* **ОТРЫВОК**:
━━━━━━━━━━━━━━━━━━━━━━━━━━━━━━

На заре перестройки Глеб Панфилов решительно дебютирует на театре «Гамлетом», который был ошикан культурной публикой: «А Гамлета мы не отдадим». Тем более неофиту из кино с его экстравагантной до простодушия трактовкой. Атаковали Панфилова потому, что главный индивидуалист мирового репертуара перестроился и был мечен распадом так же, как и скотский датский двор, которому он послан в наказание. Максималистское предчувствие Панфилова задело тогда передовые круги. И даже после того, как все увидели жесткого «Гамлета» Ингмара Бергмана, местные и властные блюстители эстетических нравов не пересмотрели свои претензии к Панфилову.
В 1990 году он экранизирует горьковскую «Мать». Будто наперекор общественным роевым настроениям и поступкам, сбрасывающим с корабля современности удачливых кинематографистов, пролетарских писателей и легендарные мифологии. Глеб Панфилов последователен: в то время как не то что экранизировать, надо было забыть «Мать» как сон — он ей отдается.
Респектабельная каннская публика рукоплескала соцреалистическому полотну. Спокойствие академических
традиций и пафос умения виделись залогом просветительского и эстетического удовлетворения. Западный рынок, не исчерпав до конца кладезь советского неофициального искусства, проявил живой интерес к живописи тридцатых — пятидесятых годов.
Тоже ведь к большому стилю, значимому в отечественном культурном пространстве не менее, чем роман Горького.
Дома, однако, «Мать» не понравилась. Мешали хороший оператор Михаил Агранович и расчисленное мастерство Панфилова при нехватке его же мощного эпического дыхания.

━━━━━━━━━━━━━━━━━━━━━━━━━━━━━━

* **ВЫДЕРЖКА ИЗ ДАННЫХ**:
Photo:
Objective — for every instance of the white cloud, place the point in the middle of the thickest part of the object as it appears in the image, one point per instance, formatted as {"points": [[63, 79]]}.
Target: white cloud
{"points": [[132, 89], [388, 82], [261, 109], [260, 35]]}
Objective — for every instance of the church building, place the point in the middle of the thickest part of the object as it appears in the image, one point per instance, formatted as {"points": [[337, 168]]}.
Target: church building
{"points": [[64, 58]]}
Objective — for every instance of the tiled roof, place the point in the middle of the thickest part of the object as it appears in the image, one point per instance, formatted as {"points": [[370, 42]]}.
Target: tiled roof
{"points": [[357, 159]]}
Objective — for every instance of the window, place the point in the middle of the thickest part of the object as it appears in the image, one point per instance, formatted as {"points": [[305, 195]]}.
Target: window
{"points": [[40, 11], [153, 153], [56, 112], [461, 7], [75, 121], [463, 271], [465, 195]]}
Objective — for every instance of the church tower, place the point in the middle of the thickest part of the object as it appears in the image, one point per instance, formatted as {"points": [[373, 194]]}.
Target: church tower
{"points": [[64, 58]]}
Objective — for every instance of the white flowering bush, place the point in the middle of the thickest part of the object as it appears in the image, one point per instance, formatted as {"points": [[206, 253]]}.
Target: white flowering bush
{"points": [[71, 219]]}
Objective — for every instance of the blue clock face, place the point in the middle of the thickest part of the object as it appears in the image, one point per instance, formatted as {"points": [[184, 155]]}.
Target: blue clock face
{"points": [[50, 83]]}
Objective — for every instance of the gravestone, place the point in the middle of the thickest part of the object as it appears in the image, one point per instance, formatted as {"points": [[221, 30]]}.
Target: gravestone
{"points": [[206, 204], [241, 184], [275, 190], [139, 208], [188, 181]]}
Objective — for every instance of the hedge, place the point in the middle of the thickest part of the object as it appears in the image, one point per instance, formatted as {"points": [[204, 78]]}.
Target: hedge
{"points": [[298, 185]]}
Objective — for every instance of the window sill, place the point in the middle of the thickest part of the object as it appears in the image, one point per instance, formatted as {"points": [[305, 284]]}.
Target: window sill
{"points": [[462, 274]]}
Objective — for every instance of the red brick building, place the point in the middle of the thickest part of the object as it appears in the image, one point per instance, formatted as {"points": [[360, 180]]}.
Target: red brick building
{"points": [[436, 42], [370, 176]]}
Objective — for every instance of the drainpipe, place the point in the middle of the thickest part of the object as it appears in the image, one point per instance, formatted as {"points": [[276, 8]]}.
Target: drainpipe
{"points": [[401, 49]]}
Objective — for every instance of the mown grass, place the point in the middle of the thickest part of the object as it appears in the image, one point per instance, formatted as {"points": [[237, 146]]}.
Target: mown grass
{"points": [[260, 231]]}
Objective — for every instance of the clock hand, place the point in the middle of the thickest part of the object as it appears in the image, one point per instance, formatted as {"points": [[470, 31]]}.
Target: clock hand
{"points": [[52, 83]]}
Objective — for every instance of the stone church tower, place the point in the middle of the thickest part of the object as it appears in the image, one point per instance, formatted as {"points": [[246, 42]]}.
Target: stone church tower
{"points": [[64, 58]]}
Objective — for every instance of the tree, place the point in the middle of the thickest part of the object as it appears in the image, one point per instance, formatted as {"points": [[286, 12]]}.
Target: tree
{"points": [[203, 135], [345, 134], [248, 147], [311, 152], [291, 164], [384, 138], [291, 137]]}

━━━━━━━━━━━━━━━━━━━━━━━━━━━━━━

* **ВАШИ ЗАДАНИЯ**:
1. Перечислите всех реальных людей, которые упомянуты в отрывке о Глебе Панфилове.
2. Продолжите отрывок о Глебе Панфилове, начав сразу после его последнего предложения.

* **ОТВЕТЫ**:
1. Глеб Панфилов, Ингмар Бергман, Горький, Михаил Агранович.

2.
В 1992 году Панфилов по-королевски снисходит до хорошо сделанной пьесы «…Sorry» на сцене «Ленкома». Ставит ее без цинизма, свойственного тогдашним задачам дня («даешь коммерцию уставшей от политики публике»), но и без ханжеского презрения к такой задаче. И опять Панфилов заработал гнев утонченных ценителей искусства. При том, что любая театральная отрава, импонирующая вкусам прошлого (да и нынешнего) клиента-заказчика, проглатывалась (и проглатывается по сей день) с наслаждением. А ведь Глеб Панфилов в галинском шлягере на гамлетовскую тему (ехать — не ехать) выказал себя с профессиональным тщанием. Именно такая сверхзадача — в более мирные, не столь сильно эстетически обезображенные времена — была бы скукой. Или того хуже. Панфилов же напоминал о санитарной норме своего дела, своего ремесла и блистательно работал с артистами. Сегодня он заканчивает съемки фильма «Романовы. Венценосная Семья». Кажется, что он либо опоздал, либо ломится в открытую масс-медиа (и демонстрациями трудящихся) дверь.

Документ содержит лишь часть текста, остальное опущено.